[Items listed in a dataset]
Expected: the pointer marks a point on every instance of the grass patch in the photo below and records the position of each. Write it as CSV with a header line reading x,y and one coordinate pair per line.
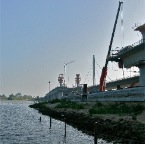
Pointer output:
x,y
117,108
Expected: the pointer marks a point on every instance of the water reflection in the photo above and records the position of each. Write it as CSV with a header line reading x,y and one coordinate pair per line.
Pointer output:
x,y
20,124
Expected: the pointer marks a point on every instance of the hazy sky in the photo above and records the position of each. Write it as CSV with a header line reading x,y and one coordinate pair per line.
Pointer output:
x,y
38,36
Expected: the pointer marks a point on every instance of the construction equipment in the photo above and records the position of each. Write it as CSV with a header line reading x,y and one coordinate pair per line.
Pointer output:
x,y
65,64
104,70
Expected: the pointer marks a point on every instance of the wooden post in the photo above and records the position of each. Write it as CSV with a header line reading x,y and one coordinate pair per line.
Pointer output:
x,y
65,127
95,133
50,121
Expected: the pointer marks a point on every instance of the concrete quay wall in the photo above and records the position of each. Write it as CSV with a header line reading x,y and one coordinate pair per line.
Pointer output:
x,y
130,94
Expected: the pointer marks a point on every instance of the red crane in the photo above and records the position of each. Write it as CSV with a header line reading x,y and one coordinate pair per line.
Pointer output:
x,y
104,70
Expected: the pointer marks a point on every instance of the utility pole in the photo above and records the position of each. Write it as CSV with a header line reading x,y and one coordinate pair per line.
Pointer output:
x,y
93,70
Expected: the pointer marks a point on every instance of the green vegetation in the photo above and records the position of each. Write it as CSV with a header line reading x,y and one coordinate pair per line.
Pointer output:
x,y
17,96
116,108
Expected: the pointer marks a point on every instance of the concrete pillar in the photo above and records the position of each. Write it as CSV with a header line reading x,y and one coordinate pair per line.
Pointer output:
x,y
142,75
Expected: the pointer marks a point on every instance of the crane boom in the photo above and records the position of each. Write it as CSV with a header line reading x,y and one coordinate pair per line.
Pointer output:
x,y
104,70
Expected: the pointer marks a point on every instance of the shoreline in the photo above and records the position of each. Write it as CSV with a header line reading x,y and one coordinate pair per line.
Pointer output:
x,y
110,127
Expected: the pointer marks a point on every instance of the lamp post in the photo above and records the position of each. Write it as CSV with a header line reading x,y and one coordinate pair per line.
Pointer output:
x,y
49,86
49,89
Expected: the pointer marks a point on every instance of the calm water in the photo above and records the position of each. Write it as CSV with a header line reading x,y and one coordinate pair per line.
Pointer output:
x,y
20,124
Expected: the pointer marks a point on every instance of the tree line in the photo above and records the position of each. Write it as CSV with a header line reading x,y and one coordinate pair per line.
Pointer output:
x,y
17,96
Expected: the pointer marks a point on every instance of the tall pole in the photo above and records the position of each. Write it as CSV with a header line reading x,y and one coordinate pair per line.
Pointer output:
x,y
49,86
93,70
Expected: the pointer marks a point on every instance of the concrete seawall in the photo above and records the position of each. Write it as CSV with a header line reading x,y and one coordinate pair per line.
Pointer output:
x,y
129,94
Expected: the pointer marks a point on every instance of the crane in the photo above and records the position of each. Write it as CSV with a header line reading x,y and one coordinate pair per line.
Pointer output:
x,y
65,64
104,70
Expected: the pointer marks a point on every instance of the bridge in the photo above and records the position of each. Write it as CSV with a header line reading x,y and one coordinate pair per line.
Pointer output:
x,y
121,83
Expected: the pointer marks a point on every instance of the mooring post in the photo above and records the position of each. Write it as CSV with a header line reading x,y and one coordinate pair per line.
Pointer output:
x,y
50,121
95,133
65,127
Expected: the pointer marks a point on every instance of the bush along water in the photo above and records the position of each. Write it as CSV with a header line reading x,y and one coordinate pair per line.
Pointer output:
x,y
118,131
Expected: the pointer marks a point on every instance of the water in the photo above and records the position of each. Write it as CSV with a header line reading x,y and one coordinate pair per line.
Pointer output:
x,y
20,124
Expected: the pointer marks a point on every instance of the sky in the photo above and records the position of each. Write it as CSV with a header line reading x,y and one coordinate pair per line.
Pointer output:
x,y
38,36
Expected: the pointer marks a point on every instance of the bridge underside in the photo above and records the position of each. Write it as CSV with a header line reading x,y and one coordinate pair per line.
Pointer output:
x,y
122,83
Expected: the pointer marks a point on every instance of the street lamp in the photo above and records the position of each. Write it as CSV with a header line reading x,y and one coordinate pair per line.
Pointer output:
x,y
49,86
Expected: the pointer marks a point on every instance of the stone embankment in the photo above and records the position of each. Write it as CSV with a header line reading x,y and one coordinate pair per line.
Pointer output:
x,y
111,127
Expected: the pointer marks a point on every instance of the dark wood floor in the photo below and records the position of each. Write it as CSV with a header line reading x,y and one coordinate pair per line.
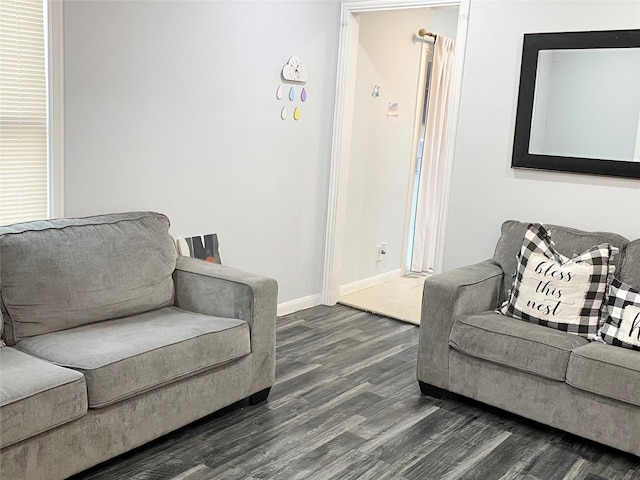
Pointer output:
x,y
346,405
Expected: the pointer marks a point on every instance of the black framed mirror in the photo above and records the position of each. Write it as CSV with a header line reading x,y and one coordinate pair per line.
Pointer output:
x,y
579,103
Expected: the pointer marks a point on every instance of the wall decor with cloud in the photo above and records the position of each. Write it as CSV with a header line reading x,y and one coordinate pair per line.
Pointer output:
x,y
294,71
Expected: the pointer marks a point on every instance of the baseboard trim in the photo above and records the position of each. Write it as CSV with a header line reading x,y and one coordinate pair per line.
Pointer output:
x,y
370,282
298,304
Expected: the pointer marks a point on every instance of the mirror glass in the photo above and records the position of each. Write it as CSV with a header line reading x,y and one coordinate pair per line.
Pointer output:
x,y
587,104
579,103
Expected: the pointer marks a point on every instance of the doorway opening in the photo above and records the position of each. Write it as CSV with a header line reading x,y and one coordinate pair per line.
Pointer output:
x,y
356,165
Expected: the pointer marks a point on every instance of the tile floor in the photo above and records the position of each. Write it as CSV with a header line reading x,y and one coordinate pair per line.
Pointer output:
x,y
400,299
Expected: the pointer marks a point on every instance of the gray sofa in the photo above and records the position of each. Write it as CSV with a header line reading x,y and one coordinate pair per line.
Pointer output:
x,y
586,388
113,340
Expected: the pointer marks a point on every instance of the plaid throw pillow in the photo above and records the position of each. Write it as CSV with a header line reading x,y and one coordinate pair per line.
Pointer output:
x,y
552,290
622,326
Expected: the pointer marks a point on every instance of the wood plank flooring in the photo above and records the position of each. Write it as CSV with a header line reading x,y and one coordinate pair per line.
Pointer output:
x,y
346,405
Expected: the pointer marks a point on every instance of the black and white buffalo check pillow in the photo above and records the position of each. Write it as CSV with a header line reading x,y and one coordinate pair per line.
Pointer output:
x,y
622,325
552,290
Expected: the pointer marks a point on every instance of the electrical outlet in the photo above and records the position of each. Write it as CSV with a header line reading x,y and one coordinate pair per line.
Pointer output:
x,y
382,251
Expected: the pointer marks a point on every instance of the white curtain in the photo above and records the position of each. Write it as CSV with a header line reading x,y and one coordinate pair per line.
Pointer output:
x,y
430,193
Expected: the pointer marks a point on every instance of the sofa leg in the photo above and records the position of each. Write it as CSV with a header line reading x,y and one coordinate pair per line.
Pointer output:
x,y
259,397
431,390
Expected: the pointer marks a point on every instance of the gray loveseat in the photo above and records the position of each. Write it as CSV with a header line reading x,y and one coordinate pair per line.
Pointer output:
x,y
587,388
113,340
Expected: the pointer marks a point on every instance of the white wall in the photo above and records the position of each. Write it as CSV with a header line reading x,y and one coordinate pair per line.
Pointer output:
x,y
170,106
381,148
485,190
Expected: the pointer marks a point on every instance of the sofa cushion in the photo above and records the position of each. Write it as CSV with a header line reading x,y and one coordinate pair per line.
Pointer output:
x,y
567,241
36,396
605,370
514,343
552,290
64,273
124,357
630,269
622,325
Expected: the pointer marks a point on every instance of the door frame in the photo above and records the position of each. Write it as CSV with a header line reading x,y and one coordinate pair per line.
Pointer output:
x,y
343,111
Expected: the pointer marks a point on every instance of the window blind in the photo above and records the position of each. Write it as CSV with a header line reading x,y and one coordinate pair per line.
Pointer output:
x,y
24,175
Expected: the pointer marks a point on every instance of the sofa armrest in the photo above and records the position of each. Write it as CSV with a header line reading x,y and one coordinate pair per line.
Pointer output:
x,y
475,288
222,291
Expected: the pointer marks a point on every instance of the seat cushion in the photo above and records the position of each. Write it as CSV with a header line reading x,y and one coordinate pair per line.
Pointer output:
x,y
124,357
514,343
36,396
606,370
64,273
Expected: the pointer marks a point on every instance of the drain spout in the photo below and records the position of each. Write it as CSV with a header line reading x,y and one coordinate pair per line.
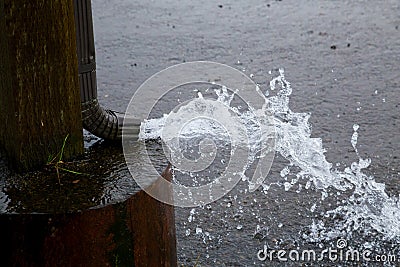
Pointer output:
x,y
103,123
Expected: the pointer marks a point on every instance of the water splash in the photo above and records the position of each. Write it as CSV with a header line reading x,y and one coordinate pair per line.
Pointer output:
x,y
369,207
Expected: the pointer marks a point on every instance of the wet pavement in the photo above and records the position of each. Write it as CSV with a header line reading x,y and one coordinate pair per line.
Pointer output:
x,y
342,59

...

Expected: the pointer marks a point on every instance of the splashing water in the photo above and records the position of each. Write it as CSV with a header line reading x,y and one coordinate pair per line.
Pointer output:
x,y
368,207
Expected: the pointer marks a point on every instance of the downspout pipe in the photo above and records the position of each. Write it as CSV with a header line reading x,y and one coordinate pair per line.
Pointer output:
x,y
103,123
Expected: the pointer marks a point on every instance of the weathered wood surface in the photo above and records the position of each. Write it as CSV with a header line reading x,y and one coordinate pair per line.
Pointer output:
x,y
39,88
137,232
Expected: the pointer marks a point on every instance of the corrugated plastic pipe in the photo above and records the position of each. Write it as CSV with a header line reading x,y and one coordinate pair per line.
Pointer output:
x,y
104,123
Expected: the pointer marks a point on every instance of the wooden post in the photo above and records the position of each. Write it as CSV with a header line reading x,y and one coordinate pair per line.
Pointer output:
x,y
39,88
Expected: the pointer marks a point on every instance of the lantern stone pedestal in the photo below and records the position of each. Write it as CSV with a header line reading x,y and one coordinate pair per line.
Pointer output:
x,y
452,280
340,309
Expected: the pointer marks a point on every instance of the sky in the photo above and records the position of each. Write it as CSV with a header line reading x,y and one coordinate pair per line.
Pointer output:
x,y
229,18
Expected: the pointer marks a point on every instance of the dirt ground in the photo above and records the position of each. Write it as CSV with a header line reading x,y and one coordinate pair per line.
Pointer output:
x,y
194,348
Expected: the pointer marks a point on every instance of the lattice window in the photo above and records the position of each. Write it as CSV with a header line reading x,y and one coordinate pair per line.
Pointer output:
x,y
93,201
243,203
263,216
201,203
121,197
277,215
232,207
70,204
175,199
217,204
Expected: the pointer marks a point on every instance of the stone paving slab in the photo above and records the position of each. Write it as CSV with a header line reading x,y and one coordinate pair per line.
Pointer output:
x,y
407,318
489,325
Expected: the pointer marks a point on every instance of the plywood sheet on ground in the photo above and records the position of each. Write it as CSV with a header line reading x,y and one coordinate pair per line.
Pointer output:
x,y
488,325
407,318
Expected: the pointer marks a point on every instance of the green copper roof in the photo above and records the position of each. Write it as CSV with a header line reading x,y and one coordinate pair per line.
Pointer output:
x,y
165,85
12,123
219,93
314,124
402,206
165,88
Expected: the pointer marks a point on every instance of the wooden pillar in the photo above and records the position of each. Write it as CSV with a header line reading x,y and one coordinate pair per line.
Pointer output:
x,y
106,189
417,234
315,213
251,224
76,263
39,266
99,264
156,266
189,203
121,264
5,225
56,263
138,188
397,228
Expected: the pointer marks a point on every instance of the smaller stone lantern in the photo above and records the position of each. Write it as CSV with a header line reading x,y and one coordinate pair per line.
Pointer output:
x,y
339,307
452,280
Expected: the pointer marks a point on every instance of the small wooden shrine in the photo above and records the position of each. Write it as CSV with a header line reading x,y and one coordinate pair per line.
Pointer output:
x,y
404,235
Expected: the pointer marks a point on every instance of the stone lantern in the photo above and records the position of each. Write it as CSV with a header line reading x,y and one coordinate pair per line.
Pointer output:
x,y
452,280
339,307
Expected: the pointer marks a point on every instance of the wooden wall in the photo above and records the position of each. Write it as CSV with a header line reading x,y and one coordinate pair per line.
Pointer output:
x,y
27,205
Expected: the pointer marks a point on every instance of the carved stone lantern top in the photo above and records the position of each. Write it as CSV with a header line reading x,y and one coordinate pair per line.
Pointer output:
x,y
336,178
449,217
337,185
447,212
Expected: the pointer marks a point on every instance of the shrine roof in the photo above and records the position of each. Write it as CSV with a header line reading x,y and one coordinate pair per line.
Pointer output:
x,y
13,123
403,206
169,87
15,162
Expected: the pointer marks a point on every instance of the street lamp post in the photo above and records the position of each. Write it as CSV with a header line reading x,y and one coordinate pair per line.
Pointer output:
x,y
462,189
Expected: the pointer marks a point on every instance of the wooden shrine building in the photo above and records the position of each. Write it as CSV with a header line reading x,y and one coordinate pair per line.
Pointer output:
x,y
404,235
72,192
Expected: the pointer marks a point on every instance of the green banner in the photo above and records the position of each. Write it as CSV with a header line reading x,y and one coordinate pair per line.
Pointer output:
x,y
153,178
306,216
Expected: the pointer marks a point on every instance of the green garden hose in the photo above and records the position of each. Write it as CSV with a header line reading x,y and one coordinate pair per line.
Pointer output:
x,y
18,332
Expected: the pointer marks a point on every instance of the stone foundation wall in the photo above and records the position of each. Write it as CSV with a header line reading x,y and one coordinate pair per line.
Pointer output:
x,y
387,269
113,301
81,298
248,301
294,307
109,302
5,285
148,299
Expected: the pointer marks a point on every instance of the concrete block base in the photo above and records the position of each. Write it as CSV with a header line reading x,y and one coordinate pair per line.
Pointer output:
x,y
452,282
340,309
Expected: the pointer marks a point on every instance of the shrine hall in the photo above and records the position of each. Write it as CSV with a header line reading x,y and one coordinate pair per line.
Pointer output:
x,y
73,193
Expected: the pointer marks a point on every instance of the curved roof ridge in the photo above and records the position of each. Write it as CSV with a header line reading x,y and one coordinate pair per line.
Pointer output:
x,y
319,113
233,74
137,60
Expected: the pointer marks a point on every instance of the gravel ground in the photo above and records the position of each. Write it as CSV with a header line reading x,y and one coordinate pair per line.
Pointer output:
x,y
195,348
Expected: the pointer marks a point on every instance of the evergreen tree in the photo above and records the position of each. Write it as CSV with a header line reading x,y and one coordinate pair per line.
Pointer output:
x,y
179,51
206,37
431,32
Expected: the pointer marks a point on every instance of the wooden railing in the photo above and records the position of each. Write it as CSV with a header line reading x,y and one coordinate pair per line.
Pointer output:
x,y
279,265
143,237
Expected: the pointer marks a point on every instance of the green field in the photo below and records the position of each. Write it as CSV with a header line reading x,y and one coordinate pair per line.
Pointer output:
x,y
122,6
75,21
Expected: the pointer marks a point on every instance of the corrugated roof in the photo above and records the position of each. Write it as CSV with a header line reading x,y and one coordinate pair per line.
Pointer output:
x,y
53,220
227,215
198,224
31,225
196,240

◆ What is needed: Which lines above contain the word "lantern"? Copy all of them.

◆ Answer space:
Expected: the pointer marks a point on every instance of the lantern stone pedestal in the photo below and records the position of each. Write it as CSV with a header line reading x,y and one coordinate pair per line.
Expected: the pointer marks a point on every instance of the smaller stone lantern in the photo above and records the position of each. Write it as CSV with a header line reading x,y and one coordinate pair per line.
Expected: the pointer marks a point on every instance of the stone lantern in the photo above and records the position of each. Write it as CSV with a header line reading x,y and one coordinate pair per line.
Expected: the pointer marks a point on every instance of the carved stone lantern top in the photo above and records the position of each. Write it as CSV with a header line reading x,y and one coordinate pair per line.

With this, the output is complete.